BEGIN Listed records

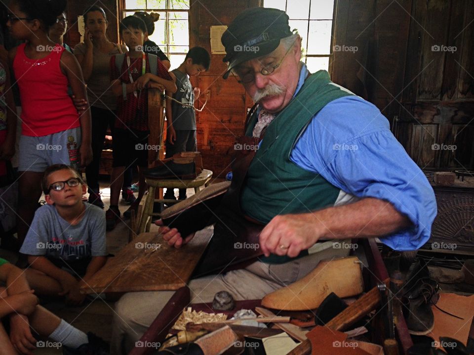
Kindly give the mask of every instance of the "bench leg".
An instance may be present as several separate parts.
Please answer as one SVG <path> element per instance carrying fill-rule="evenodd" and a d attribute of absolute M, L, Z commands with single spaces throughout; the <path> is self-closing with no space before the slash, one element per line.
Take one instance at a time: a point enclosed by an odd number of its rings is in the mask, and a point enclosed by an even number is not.
<path fill-rule="evenodd" d="M 155 186 L 148 186 L 148 193 L 147 194 L 145 206 L 143 206 L 143 211 L 140 216 L 140 223 L 138 224 L 139 234 L 145 232 L 147 225 L 149 223 L 148 218 L 150 218 L 151 219 L 151 214 L 153 213 L 153 204 L 155 202 Z"/>

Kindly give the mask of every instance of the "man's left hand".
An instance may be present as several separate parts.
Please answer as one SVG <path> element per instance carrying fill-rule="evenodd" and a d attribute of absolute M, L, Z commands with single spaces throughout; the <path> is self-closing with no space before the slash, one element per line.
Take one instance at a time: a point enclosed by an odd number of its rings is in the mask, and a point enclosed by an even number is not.
<path fill-rule="evenodd" d="M 311 213 L 277 215 L 260 233 L 260 248 L 266 256 L 271 253 L 294 257 L 319 239 L 319 224 Z"/>

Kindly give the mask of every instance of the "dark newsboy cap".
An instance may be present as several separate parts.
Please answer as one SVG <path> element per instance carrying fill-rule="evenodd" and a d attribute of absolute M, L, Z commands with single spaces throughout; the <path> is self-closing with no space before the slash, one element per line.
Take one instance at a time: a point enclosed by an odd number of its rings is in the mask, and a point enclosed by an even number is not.
<path fill-rule="evenodd" d="M 274 51 L 280 39 L 292 35 L 288 20 L 286 13 L 277 9 L 251 7 L 240 12 L 221 38 L 226 53 L 223 61 L 229 62 L 224 78 L 241 63 Z"/>

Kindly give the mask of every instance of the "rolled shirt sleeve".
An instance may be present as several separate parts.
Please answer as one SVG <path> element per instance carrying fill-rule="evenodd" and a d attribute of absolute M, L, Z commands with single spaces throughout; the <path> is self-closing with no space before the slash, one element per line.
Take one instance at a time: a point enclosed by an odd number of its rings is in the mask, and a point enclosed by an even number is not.
<path fill-rule="evenodd" d="M 414 250 L 430 238 L 436 213 L 433 189 L 370 103 L 353 96 L 326 105 L 297 142 L 290 159 L 347 193 L 387 201 L 406 215 L 411 227 L 380 238 L 393 249 Z"/>

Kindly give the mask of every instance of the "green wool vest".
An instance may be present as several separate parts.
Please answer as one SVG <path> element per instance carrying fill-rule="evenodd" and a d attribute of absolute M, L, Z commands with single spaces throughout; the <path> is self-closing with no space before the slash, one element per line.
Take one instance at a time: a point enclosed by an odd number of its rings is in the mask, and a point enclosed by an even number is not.
<path fill-rule="evenodd" d="M 240 198 L 246 214 L 266 224 L 277 214 L 304 213 L 334 205 L 339 189 L 321 175 L 299 167 L 290 155 L 315 115 L 333 100 L 353 95 L 331 82 L 325 71 L 307 78 L 296 96 L 267 128 L 250 164 Z M 257 121 L 254 114 L 246 136 L 252 136 Z M 304 255 L 307 251 L 300 256 Z M 277 255 L 265 259 L 272 263 L 290 259 Z"/>

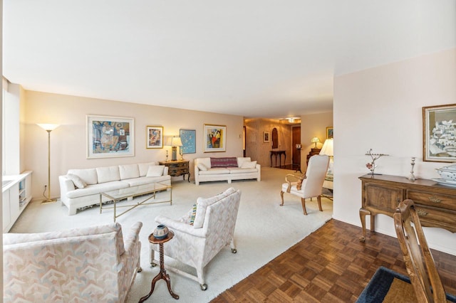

END Listed records

» **Goal of the exercise**: Render the data above as a Markdown table with the columns "Line No" and "Text," giving one row per line and skipping blank lines. Leave the pictures out.

» **Response to the task**:
| Line No | Text |
|---|---|
| 1 | Kindly give the mask of every instance of the "bench leg". |
| 2 | An instance may be present as several separate parts. |
| 3 | Please answer as one SVG <path> element per instance carrying fill-rule="evenodd" and a d attribute of absolute M, L, Z commands with single spaces throughout; the <path> is self-closing with no space before the slash, one element per line. |
| 4 | Take one instance at a time: a point enclosed by an odd number of its rings is in the mask, and a point enclosed by an even number is not. |
| 5 | <path fill-rule="evenodd" d="M 155 186 L 148 186 L 148 193 L 147 194 L 145 206 L 143 206 L 143 211 L 140 216 L 140 223 L 138 224 L 139 234 L 145 232 L 147 225 L 149 223 L 148 218 L 150 218 L 151 219 L 151 214 L 153 213 L 153 204 L 155 202 Z"/> |
| 6 | Kindly give the mask of every instance of the "man's left hand". |
| 7 | An instance may be present as several separate parts. |
| 8 | Please answer as one SVG <path> element per instance carrying fill-rule="evenodd" and a d attribute of absolute M, L, Z commands with single spaces throughout; the <path> is self-closing with no space before the slash, one element per line. |
| 9 | Take one instance at a time: a point enclosed by an odd number of its rings is in the mask, and a point enclosed by an even number is not. |
| 10 | <path fill-rule="evenodd" d="M 311 213 L 277 215 L 260 233 L 260 248 L 266 256 L 271 253 L 294 257 L 319 239 L 319 224 Z"/> |
| 11 | Kindly give the mask of every instance of the "dark newsboy cap". |
| 12 | An instance may be present as several separate parts. |
| 13 | Please answer as one SVG <path> element per instance carrying fill-rule="evenodd" and a d attribute of absolute M, L, Z commands with single spaces throughout; the <path> is self-closing with no space before the slash, one element per line. |
| 14 | Take one instance at a time: a point enclosed by an odd number of its rings is in the mask, and a point enclosed by an even number is not. |
| 15 | <path fill-rule="evenodd" d="M 274 51 L 280 39 L 292 35 L 288 20 L 286 13 L 277 9 L 251 7 L 240 12 L 221 38 L 226 53 L 223 61 L 229 62 L 224 78 L 241 63 Z"/> |
| 16 | Kindly give the mask of every instance of the "rolled shirt sleeve". |
| 17 | An instance may be present as several separate parts. |
| 18 | Please answer as one SVG <path> element per instance carrying fill-rule="evenodd" and a d attribute of absolute M, L, Z commands with single spaces throughout; the <path> is self-closing with no space before the slash, one element per line. |
| 19 | Take one instance at a time: a point enclosed by an odd number of its rings is in the mask, and a point enclosed by an even number is not. |
| 20 | <path fill-rule="evenodd" d="M 414 250 L 430 238 L 436 213 L 433 189 L 370 103 L 353 96 L 326 105 L 297 142 L 290 159 L 347 193 L 387 201 L 406 215 L 411 227 L 380 238 L 393 249 Z"/> |
| 21 | Kindly give the mask of every instance of the "green wool vest". |
| 22 | An instance may be present as several separate parts. |
| 23 | Please answer as one SVG <path> element per instance carrying fill-rule="evenodd" and a d attribute of absolute M, L, Z commands with single spaces throughout; the <path> is self-closing with no space before the slash, one element per line. |
| 24 | Take one instance at a time: a point enclosed by an odd number of its rings is in the mask, and a point enclosed by an even number is not. |
| 25 | <path fill-rule="evenodd" d="M 240 198 L 246 214 L 266 224 L 277 214 L 304 213 L 334 205 L 339 189 L 321 175 L 299 167 L 290 155 L 315 115 L 333 100 L 353 95 L 331 82 L 325 71 L 307 78 L 296 96 L 267 128 L 250 164 Z M 257 121 L 254 114 L 246 136 L 252 136 Z M 304 255 L 307 251 L 300 256 Z M 277 255 L 265 259 L 272 263 L 290 259 Z"/> |